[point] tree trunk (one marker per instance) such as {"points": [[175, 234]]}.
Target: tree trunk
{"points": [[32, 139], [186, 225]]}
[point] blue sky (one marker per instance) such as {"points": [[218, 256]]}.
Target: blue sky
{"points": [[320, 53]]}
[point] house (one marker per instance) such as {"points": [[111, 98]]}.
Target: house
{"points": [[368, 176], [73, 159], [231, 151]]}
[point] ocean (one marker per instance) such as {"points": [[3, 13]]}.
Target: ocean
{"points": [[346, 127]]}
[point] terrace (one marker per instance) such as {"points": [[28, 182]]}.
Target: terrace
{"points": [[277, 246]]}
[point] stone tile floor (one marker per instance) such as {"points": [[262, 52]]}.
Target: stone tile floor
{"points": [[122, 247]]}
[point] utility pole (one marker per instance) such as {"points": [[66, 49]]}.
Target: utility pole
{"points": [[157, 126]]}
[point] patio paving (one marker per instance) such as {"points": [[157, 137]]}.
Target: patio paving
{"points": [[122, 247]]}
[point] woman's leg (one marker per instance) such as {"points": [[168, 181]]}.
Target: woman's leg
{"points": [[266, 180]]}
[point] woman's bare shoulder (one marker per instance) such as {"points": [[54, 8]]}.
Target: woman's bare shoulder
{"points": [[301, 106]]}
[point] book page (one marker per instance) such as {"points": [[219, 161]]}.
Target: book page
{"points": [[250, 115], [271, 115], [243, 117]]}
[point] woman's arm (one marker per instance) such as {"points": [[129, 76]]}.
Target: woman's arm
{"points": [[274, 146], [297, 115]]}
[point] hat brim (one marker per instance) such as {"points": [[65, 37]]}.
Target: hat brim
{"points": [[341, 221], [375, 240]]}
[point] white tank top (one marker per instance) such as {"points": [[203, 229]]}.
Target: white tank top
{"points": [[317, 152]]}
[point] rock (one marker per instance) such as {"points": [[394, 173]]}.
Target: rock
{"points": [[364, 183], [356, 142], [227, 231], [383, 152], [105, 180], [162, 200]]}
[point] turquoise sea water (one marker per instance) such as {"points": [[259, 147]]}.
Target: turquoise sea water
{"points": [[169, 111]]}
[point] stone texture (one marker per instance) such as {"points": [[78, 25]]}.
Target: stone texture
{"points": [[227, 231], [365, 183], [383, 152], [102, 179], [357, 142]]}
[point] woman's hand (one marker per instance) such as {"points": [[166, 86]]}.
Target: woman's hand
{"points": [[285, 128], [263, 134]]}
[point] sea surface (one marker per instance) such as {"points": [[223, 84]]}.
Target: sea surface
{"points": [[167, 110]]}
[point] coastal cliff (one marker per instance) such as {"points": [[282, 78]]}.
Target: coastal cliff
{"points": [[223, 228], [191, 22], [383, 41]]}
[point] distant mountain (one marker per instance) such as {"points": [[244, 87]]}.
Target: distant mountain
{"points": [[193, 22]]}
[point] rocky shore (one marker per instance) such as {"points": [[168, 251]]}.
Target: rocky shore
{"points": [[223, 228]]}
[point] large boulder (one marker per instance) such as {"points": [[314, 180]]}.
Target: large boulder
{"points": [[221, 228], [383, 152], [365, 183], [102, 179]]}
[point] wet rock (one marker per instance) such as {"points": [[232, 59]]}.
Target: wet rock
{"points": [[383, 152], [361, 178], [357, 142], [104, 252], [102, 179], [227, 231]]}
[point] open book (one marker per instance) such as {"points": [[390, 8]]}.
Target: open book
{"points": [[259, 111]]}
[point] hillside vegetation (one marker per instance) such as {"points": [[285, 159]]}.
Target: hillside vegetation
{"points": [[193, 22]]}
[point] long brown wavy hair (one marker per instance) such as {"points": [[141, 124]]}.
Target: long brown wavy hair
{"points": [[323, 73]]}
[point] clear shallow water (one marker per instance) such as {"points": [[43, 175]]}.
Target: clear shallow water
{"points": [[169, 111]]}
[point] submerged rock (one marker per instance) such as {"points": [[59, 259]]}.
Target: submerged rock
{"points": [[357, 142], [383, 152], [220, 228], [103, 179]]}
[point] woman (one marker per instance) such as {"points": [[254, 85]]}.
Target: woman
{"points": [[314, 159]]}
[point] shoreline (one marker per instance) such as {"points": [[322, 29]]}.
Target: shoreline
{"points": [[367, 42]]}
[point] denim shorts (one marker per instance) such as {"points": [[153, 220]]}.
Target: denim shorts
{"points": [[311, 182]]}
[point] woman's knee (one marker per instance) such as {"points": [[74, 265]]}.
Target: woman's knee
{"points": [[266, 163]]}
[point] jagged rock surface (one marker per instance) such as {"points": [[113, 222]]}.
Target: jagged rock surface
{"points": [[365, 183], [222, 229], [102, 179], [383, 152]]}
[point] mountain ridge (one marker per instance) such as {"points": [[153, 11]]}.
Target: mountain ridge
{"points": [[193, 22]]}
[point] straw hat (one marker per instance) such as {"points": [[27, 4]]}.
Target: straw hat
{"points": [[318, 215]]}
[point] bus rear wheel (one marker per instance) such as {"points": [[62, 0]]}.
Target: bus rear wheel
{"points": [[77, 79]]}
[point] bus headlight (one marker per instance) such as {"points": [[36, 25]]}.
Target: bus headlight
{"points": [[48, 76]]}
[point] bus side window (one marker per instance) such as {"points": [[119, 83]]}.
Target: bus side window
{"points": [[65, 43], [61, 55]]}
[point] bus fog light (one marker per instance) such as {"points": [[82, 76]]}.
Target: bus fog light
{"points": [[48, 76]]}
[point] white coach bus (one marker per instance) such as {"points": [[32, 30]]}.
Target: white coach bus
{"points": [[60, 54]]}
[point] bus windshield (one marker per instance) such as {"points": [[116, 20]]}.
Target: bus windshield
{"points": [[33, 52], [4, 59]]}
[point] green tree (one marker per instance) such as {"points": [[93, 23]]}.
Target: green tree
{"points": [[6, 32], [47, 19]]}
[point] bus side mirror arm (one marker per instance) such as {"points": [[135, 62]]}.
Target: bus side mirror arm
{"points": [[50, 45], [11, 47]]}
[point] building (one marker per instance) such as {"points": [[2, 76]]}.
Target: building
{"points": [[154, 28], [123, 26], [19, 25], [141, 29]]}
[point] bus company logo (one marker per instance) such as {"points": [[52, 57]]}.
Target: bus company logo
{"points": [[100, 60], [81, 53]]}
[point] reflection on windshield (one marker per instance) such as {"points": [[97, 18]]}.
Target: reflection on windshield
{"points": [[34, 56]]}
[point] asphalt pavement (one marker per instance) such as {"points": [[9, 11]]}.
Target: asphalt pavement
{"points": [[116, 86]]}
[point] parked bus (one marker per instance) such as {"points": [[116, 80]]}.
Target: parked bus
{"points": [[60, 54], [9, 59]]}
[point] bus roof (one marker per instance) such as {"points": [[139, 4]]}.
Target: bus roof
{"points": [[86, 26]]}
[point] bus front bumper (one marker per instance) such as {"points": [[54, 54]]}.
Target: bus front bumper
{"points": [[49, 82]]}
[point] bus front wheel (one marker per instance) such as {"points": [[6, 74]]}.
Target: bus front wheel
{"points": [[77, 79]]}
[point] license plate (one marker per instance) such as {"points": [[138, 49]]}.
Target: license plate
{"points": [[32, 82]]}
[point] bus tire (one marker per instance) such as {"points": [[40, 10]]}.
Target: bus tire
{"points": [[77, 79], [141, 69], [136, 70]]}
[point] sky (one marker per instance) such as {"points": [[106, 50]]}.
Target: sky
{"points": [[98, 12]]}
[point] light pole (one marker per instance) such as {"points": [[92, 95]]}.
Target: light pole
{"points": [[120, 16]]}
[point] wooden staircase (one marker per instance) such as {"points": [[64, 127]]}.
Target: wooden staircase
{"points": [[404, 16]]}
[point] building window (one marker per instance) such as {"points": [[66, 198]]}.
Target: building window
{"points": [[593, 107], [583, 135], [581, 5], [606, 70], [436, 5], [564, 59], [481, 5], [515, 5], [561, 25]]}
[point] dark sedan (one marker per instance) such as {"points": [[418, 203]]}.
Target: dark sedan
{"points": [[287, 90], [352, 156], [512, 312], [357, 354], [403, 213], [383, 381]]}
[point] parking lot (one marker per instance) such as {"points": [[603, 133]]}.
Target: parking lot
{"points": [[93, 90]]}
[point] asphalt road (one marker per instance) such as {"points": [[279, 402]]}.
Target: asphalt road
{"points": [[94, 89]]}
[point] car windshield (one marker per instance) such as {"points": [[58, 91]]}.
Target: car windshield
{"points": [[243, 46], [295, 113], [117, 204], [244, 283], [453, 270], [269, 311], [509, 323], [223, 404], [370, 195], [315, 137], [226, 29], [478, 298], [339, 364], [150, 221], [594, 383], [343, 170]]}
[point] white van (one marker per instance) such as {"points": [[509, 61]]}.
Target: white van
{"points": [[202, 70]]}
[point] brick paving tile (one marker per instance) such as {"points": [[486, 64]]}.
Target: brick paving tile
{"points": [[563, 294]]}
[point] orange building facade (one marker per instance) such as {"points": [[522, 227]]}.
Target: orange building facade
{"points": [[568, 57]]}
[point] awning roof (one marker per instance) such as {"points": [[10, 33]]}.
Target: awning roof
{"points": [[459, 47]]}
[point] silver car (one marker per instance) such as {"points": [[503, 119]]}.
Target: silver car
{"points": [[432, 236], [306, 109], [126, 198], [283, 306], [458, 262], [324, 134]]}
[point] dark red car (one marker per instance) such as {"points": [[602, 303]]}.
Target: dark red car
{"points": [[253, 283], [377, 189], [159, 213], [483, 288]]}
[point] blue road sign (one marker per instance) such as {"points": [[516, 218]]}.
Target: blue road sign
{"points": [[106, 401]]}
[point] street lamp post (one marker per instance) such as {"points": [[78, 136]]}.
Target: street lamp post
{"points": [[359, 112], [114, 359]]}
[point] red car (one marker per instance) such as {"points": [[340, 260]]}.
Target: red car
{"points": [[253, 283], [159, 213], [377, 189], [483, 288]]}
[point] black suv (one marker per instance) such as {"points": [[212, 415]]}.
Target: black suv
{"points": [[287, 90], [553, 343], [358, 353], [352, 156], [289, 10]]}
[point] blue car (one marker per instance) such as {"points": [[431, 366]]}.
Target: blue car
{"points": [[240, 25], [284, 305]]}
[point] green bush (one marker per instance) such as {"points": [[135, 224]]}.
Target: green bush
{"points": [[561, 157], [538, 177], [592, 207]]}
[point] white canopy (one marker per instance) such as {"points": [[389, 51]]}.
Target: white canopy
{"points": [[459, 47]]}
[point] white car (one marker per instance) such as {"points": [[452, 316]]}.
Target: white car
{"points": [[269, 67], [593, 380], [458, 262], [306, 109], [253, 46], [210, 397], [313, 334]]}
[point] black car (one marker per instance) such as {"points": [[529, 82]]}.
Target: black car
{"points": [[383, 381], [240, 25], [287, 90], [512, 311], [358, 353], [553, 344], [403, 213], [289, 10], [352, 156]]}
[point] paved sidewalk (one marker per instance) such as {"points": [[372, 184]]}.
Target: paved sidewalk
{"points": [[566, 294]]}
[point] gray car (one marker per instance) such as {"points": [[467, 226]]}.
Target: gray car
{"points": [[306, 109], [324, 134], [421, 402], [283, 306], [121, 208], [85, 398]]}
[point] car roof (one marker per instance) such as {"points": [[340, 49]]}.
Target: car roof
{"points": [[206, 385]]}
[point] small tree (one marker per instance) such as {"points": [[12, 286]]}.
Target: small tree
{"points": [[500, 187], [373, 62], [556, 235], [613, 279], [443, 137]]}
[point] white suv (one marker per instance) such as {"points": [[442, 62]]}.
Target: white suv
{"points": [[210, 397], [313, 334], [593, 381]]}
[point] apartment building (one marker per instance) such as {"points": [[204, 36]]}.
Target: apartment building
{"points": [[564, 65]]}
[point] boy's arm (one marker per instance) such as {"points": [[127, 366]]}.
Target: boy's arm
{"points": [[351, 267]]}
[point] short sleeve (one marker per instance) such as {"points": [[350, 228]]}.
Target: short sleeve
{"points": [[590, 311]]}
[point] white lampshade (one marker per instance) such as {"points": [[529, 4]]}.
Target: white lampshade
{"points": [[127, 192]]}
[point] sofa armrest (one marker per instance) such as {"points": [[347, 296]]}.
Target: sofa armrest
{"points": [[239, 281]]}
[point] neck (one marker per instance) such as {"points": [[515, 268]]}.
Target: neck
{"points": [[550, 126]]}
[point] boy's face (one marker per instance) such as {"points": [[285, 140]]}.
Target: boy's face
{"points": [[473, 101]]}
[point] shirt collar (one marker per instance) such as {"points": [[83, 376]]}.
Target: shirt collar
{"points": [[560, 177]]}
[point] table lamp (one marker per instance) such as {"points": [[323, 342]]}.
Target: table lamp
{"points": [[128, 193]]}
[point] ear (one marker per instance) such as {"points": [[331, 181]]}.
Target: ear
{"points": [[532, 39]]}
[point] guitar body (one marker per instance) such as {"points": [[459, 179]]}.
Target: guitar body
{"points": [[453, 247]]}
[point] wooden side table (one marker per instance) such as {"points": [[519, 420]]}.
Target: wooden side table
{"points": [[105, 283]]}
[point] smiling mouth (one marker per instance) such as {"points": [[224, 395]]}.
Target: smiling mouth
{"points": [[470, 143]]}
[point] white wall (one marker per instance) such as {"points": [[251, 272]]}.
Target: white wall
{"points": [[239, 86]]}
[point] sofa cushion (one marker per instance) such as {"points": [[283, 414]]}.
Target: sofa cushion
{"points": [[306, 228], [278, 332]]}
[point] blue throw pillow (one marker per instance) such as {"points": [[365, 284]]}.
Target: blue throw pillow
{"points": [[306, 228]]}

------------------------------------------------

§ STATED TASK
Only the lines from the one containing "[point] table lamp" to the end of the listing belong in the output, each reproduced exactly.

§ THE OUTPUT
[point] table lamp (one marker per instance) such as {"points": [[323, 342]]}.
Target: table lamp
{"points": [[128, 193]]}
[point] ear (one marker per instance) such as {"points": [[331, 181]]}.
Target: ear
{"points": [[532, 39]]}
[point] guitar body (one marker per instance) such as {"points": [[459, 179]]}.
Target: guitar body
{"points": [[453, 247]]}
[point] wooden side table (one marker per instance) such as {"points": [[519, 420]]}.
Target: wooden side table
{"points": [[105, 283]]}
[point] smiling mouth (one marker per instance) such as {"points": [[224, 395]]}.
Target: smiling mouth
{"points": [[470, 143]]}
[point] white wall (one marker per instance) such as {"points": [[251, 272]]}.
Target: white wall
{"points": [[239, 86]]}
[point] sofa cushion (one marker per instance) such as {"points": [[283, 414]]}.
Target: sofa cushion
{"points": [[306, 228], [278, 332]]}
[point] blue throw pillow (one marker per instance) such as {"points": [[365, 284]]}.
Target: blue throw pillow
{"points": [[306, 228]]}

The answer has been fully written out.